= Set exercise =
Give the number of lines in the material below that contain the string "wool". Reply with the number alone.

○ ○ ○ ○ ○

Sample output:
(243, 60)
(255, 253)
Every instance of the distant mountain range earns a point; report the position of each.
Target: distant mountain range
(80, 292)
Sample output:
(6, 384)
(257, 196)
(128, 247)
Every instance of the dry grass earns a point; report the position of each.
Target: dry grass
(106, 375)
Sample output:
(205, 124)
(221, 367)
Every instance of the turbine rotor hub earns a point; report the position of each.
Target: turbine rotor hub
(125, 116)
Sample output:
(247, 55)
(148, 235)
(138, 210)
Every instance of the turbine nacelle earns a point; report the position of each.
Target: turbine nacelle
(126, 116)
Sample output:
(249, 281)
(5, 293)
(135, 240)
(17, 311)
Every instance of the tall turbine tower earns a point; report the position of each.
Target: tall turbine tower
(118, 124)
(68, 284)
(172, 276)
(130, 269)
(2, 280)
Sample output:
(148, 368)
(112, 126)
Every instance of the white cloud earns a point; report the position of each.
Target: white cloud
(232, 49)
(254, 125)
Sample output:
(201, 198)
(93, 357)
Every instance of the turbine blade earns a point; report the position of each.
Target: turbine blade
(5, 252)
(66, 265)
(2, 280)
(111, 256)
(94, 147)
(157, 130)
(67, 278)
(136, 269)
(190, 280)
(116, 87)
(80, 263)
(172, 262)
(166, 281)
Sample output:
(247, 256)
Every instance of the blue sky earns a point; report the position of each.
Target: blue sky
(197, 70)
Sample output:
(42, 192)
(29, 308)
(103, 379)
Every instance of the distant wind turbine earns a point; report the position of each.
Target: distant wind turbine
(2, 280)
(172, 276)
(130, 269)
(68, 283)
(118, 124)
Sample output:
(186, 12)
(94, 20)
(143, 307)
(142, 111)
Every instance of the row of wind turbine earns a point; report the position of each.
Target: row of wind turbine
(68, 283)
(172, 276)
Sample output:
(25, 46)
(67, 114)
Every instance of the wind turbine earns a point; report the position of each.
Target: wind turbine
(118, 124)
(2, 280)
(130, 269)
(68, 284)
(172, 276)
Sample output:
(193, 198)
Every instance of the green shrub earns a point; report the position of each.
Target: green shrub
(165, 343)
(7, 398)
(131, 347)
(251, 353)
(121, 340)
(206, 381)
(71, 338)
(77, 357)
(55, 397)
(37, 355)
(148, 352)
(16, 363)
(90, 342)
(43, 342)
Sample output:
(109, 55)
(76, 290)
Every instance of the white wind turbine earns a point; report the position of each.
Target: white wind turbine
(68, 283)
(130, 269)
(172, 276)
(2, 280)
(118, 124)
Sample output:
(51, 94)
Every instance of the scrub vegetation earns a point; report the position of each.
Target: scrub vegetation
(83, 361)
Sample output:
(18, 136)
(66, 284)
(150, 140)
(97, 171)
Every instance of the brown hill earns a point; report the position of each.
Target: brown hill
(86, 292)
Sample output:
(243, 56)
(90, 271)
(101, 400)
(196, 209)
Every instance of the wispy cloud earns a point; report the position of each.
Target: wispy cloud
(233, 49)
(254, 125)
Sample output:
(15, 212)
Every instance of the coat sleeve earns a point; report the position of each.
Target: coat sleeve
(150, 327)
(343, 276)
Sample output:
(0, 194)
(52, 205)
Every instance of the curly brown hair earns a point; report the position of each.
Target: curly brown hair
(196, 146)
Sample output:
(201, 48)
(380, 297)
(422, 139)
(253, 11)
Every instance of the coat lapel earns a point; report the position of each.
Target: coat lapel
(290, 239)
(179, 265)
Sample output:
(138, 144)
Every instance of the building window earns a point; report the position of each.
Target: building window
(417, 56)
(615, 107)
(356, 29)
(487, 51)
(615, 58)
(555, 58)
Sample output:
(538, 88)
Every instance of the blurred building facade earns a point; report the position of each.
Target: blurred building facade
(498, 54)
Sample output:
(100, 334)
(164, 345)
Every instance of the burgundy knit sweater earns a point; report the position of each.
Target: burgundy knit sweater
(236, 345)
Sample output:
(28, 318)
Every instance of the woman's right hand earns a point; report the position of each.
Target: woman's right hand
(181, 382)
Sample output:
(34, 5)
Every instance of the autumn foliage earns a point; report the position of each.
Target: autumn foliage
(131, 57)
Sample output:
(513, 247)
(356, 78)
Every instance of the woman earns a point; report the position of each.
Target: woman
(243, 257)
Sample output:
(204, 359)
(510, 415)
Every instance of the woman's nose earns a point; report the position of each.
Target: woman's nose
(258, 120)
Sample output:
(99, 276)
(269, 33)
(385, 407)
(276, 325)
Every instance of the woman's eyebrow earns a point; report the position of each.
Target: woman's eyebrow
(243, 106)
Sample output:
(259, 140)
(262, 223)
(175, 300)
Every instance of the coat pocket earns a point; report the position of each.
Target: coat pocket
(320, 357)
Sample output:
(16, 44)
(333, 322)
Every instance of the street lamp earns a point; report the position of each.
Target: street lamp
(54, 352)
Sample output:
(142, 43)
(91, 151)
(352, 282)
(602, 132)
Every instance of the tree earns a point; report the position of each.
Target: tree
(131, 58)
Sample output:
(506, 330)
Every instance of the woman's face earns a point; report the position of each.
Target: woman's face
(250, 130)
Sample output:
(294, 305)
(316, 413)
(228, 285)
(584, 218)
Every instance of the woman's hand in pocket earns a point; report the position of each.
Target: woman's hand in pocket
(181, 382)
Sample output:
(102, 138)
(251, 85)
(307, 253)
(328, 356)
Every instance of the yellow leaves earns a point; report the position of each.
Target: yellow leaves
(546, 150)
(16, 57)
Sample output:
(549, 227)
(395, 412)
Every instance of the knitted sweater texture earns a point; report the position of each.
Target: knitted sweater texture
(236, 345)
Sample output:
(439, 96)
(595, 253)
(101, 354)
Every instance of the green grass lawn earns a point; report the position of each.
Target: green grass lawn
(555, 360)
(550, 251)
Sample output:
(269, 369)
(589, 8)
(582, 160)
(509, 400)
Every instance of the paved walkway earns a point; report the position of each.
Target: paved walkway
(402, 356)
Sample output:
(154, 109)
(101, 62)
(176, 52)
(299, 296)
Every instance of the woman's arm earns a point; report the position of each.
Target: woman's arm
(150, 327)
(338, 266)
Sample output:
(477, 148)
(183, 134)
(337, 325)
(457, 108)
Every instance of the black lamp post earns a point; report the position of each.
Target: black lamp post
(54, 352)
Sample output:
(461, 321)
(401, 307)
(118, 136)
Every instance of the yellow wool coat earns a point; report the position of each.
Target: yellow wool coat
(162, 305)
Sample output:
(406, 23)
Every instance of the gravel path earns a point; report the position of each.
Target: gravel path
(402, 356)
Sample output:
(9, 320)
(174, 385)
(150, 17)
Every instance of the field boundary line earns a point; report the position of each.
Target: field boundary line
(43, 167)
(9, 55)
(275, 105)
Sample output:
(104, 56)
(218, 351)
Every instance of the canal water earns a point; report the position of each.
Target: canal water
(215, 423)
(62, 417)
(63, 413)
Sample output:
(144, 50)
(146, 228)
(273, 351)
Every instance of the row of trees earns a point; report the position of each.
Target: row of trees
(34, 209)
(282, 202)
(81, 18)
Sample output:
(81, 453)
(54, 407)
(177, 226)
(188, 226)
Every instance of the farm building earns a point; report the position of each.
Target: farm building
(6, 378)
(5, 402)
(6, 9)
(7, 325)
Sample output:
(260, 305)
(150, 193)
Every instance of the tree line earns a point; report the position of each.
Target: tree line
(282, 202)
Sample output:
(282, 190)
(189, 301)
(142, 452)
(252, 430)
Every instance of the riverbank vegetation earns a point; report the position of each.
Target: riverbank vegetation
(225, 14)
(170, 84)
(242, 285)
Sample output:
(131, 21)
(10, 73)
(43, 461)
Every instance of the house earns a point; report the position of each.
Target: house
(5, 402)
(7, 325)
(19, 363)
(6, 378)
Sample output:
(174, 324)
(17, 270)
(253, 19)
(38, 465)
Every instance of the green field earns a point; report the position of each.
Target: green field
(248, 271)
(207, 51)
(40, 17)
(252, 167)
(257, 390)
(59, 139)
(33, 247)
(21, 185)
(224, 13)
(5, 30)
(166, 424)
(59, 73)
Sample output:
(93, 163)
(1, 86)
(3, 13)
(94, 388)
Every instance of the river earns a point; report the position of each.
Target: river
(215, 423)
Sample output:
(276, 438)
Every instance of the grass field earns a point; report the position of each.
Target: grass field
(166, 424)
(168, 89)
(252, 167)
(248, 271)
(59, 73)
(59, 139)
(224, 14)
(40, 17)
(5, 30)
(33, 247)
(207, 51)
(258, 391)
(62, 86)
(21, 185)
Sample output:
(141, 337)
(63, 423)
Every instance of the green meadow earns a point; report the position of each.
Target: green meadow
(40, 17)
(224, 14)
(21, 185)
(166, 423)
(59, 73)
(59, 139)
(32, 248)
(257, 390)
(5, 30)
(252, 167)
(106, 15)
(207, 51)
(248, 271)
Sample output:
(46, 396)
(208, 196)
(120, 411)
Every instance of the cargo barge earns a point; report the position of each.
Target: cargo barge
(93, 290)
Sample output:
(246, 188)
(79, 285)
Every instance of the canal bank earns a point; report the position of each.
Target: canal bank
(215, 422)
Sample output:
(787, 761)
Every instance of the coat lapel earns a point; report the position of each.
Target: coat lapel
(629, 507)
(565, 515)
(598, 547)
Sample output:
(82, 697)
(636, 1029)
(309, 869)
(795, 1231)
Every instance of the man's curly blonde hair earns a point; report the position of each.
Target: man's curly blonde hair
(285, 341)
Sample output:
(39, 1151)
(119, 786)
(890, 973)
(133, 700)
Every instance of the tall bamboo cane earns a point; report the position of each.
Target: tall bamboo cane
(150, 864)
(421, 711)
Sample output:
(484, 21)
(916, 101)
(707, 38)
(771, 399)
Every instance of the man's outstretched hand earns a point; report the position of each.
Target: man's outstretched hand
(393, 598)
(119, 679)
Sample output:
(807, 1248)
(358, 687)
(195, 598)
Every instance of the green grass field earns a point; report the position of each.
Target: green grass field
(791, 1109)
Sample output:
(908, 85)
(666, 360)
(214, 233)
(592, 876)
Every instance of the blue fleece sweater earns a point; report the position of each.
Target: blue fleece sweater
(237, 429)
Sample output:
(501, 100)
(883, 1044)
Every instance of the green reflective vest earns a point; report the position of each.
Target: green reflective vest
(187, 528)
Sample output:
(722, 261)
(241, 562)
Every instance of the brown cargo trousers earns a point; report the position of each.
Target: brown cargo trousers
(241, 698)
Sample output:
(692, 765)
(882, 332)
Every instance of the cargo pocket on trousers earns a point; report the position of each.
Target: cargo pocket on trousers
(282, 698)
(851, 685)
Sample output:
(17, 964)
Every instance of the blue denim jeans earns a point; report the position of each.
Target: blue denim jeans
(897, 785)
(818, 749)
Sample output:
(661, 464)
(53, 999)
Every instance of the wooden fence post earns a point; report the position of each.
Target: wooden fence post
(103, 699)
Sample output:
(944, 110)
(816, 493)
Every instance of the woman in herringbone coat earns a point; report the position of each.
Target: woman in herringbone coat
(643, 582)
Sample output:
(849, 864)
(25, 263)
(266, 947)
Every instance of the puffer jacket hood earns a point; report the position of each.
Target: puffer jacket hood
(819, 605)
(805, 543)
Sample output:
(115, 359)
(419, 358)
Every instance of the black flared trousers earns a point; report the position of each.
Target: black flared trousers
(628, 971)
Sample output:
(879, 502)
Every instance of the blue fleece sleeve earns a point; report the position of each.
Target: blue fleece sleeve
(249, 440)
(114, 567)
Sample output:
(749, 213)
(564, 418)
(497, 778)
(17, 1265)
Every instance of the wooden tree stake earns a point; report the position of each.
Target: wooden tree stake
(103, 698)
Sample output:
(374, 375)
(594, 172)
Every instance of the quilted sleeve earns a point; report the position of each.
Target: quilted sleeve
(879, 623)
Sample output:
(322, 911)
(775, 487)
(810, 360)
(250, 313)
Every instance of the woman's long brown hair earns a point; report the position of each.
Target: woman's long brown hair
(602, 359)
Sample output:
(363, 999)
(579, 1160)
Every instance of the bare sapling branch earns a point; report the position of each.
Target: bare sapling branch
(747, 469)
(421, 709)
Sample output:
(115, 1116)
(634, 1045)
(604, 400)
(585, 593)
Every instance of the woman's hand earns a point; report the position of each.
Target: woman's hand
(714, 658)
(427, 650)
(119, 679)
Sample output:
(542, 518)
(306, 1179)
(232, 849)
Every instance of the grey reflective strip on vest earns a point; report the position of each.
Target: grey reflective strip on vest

○ ○ ○ ○ ○

= Response for this exercise =
2